What is needed is an exact printout of all the data.

+===+

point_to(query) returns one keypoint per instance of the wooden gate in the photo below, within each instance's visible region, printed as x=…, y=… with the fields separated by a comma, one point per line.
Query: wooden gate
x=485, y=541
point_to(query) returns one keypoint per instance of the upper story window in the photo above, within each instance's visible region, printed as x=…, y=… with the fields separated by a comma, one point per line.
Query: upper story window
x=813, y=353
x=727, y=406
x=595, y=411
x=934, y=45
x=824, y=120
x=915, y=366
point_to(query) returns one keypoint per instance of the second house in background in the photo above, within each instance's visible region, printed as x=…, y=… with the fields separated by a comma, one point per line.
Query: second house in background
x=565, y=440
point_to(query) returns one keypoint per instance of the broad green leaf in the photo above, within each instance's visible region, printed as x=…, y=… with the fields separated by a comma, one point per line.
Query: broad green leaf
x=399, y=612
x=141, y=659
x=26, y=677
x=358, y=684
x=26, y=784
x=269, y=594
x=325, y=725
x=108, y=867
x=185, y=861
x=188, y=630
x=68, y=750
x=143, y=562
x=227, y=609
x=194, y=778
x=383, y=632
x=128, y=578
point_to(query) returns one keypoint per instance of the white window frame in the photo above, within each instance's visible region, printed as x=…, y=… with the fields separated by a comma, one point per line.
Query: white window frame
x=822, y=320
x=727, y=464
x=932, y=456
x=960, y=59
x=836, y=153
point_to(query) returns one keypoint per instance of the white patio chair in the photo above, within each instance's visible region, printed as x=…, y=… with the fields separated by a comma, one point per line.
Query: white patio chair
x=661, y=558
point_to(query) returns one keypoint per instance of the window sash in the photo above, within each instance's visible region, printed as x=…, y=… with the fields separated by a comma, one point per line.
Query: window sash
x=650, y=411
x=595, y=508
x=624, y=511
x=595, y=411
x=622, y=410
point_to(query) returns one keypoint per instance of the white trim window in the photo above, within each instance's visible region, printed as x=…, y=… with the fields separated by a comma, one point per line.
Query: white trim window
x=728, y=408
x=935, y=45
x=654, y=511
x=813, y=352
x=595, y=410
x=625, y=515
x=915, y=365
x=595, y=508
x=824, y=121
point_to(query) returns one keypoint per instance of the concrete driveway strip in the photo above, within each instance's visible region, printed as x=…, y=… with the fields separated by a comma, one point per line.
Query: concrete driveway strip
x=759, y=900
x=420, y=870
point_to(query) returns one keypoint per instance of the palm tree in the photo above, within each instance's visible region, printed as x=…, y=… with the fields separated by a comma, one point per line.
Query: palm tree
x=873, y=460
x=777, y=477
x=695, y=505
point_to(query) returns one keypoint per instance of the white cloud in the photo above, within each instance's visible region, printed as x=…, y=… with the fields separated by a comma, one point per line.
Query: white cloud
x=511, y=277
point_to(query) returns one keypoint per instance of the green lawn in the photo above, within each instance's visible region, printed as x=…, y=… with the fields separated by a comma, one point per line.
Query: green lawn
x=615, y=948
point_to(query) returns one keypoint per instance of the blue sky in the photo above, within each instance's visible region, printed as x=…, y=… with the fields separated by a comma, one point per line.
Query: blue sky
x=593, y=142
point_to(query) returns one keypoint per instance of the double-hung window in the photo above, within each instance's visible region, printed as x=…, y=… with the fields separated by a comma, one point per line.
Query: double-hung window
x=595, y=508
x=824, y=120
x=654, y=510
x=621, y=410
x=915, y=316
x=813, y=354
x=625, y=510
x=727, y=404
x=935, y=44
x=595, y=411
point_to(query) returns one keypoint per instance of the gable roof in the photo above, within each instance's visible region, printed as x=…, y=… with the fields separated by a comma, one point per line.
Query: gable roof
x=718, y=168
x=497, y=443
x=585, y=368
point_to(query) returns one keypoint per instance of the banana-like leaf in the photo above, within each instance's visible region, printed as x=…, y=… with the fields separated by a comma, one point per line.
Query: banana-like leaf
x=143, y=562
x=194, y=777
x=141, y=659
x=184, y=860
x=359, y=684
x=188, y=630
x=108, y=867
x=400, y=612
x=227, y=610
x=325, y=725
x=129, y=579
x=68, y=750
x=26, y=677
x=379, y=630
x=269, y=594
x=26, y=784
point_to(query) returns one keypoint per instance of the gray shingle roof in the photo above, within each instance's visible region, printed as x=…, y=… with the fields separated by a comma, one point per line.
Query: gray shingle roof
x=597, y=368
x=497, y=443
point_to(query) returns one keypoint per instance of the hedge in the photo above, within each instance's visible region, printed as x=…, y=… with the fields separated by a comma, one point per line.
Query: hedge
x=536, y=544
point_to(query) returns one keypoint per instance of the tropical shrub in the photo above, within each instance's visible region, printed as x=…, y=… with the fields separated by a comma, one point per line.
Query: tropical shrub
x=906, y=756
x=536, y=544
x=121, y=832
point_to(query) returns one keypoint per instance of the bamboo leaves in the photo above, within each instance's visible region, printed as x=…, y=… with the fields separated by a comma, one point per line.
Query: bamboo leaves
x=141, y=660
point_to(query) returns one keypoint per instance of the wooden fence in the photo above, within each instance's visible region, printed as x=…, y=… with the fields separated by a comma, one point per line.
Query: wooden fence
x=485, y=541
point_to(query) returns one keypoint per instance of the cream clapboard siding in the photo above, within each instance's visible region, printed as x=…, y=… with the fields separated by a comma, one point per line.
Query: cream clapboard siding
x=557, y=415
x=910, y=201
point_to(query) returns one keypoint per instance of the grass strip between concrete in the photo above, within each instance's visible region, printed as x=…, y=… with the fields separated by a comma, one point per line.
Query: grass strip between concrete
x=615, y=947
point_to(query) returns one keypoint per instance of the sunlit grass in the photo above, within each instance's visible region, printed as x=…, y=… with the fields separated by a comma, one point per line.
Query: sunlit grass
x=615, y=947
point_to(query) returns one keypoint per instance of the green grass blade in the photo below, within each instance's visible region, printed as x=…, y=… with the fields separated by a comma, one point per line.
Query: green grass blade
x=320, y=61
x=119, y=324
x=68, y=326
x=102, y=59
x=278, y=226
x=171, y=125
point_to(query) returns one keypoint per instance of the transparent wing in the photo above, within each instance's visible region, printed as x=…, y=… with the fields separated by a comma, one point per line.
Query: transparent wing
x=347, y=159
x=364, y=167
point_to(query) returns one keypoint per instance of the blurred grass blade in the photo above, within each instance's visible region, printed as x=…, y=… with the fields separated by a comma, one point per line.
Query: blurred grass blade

+===+

TASK ANSWER
point_to(query) returns one keypoint per instance of the wooden gate in the photo below, within each instance's visible region, printed as x=…, y=… with the fields separated by a comma, one point per line.
Query: wooden gate
x=485, y=541
point_to(query) returns one keypoint per instance of the upper story window in the photo above, within each instance's visible region, printed as x=…, y=… with the fields separated by a comma, one point per line.
Query: upper story window
x=813, y=353
x=727, y=406
x=595, y=411
x=934, y=45
x=824, y=120
x=915, y=366
point_to(query) returns one keypoint per instance of the second house in background in the photo above, within each instance's visible region, printed as x=…, y=… with the fields separated by a comma, one point per line.
Query: second house in background
x=565, y=440
point_to(query) returns one keypoint per instance of the broad green leaf in the photo above, within each instance's visible region, printed as x=…, y=… with the fields separated by a comma, one point per line.
Query: broad green leaf
x=399, y=612
x=141, y=659
x=26, y=677
x=358, y=684
x=26, y=784
x=269, y=594
x=325, y=725
x=108, y=867
x=185, y=861
x=188, y=630
x=68, y=750
x=143, y=562
x=227, y=609
x=194, y=778
x=383, y=632
x=128, y=578
point_to(query) returns one keypoint per instance of the white window frame in the photo above, within each instance's visible region, printed as x=…, y=… with the fields separated by a comma, one point per line.
Query: white window frame
x=822, y=320
x=727, y=464
x=932, y=456
x=960, y=59
x=836, y=153
point_to(query) returns one keypoint per instance of the white patio chair in the photo above, within each instance's visible region, printed as x=…, y=… with the fields separated by a comma, one point per line.
Query: white patio chair
x=661, y=558
point_to(query) returns one keypoint per instance of the window sash in the photo above, within each instance's visible region, printed as x=…, y=… with the fields separated by a comma, one point per line.
Query: window sash
x=650, y=411
x=595, y=508
x=624, y=511
x=595, y=411
x=622, y=410
point_to(query) returns one keypoint per instance of the white trim window in the photo above, within each instance's visible region, printed as x=…, y=… with the fields separated by a comma, one point per line.
Query: white trim window
x=728, y=408
x=935, y=45
x=654, y=511
x=813, y=352
x=595, y=410
x=625, y=515
x=915, y=365
x=595, y=508
x=824, y=121
point_to(query) returns one keypoint per instance of the concrete driveway strip in the photo above, within each instance's visible region, printed as x=…, y=… with the fields separated by a comma, one point per line.
Query: concrete driveway strip
x=759, y=900
x=420, y=870
point_to(query) returns one keypoint per instance of the palm tree in the photo above, within each instance's visible region, printed as x=…, y=… with the fields separated by a comma, one point per line.
Query: palm tree
x=873, y=460
x=777, y=477
x=695, y=505
point_to(query) returns one keypoint per instance of the white cloud in the photo above, within each instance's visible region, printed as x=…, y=… with the fields separated by a comma, one point per line.
Query: white cloud
x=511, y=277
point_to(query) returns one keypoint per instance of the green lawn in the photo above, within each instance's visible region, printed as x=…, y=… with the fields separated by a comma, one point per line.
Query: green lawn
x=615, y=948
point_to(query) returns one keypoint per instance of the blue sky in the photo above, within each instance's visible region, printed as x=…, y=… with the fields separated by a comma, one point per line.
Query: blue sky
x=593, y=142
point_to(query) returns one keypoint per instance of the double-hung window in the photo above, within each instance's visible region, printed as x=…, y=… with the fields separated by a comma, one point per line.
Query: double-hung window
x=595, y=508
x=824, y=120
x=654, y=510
x=621, y=410
x=915, y=316
x=813, y=354
x=625, y=510
x=727, y=404
x=935, y=44
x=595, y=411
point_to(query) returns one keypoint per instance of the gable roof in the photo above, within each instance's visible region, printed as x=…, y=… with the fields separated by a comma, one point per line.
Query: gable roof
x=718, y=168
x=497, y=443
x=585, y=368
point_to(query) returns one keypoint per instance of the banana-like leaf in the photo above, within each instance's visible region, printed as x=…, y=… with the fields separated by a comma, one point per line.
Query: banana-like leaf
x=143, y=562
x=194, y=777
x=141, y=659
x=184, y=860
x=359, y=684
x=188, y=630
x=108, y=867
x=400, y=612
x=227, y=610
x=325, y=725
x=129, y=579
x=68, y=750
x=26, y=677
x=379, y=630
x=269, y=594
x=26, y=784
point_to(query) returns one keypoint per instance of the gray shingle roof in the photo above, within each instance's visible region, printed as x=…, y=… with the fields separated by a comma, one point per line.
Query: gray shingle roof
x=597, y=368
x=497, y=443
point_to(query) returns one keypoint per instance of the hedge in the photo above, within each instance's visible region, printed as x=…, y=… with the fields separated by a comma, one point per line.
Query: hedge
x=536, y=544
point_to(query) returns one keypoint per instance of the tropical shrub in the photo above, within each instance's visible region, printed as x=…, y=… with the fields separated by a comma, one point per line.
Query: tropical shrub
x=906, y=756
x=536, y=544
x=121, y=832
point_to(query) returns one keypoint per instance of the bamboo leaves in the photo above, within each instance's visible region, printed as x=…, y=… with the fields separated by a comma, one point per line.
Query: bamboo leaves
x=141, y=660
point_to(query) returns one keypoint per instance of the wooden fence in the photo above, within each instance's visible region, printed as x=…, y=… with the fields separated by a comma, one point per line.
Query: wooden fence
x=485, y=541
point_to(query) returns one keypoint per instance of the cream clapboard siding in the photo above, within each instance's visible region, printed as x=…, y=… with the fields separated by a comma, one point per line.
Query: cream clapboard siding
x=557, y=415
x=910, y=201
point_to(query) returns one keypoint per instance of the grass strip between concrete in the photo above, within each instance's visible region, printed as x=…, y=… with the fields separated by a comma, one point per line.
Query: grass strip between concrete
x=615, y=947
point_to(query) returns one keypoint per instance of the sunlit grass in the photo above, within each instance's visible region, printed as x=…, y=… with the fields separated by a comma, one point per line.
Query: sunlit grass
x=615, y=947
point_to(query) returns one keypoint per instance of the green grass blade in the photo below, within each instance's visible region, printed as x=…, y=… with the fields separated by a comma, one point per line.
Query: green grass blade
x=320, y=61
x=119, y=324
x=68, y=326
x=102, y=59
x=278, y=226
x=171, y=125
point_to(query) returns one keypoint per instance of the transparent wing in the photo above, within each instance's visible region, printed as x=…, y=… with the fields separated by a comma, one point per line.
Query: transparent wing
x=347, y=159
x=364, y=167
point_to(query) returns one keypoint per instance of the blurred grass blade in the photo above, within each instance's visible region, printed as x=…, y=… with the fields separated by a comma, one point per line.
Query: blurred grass blade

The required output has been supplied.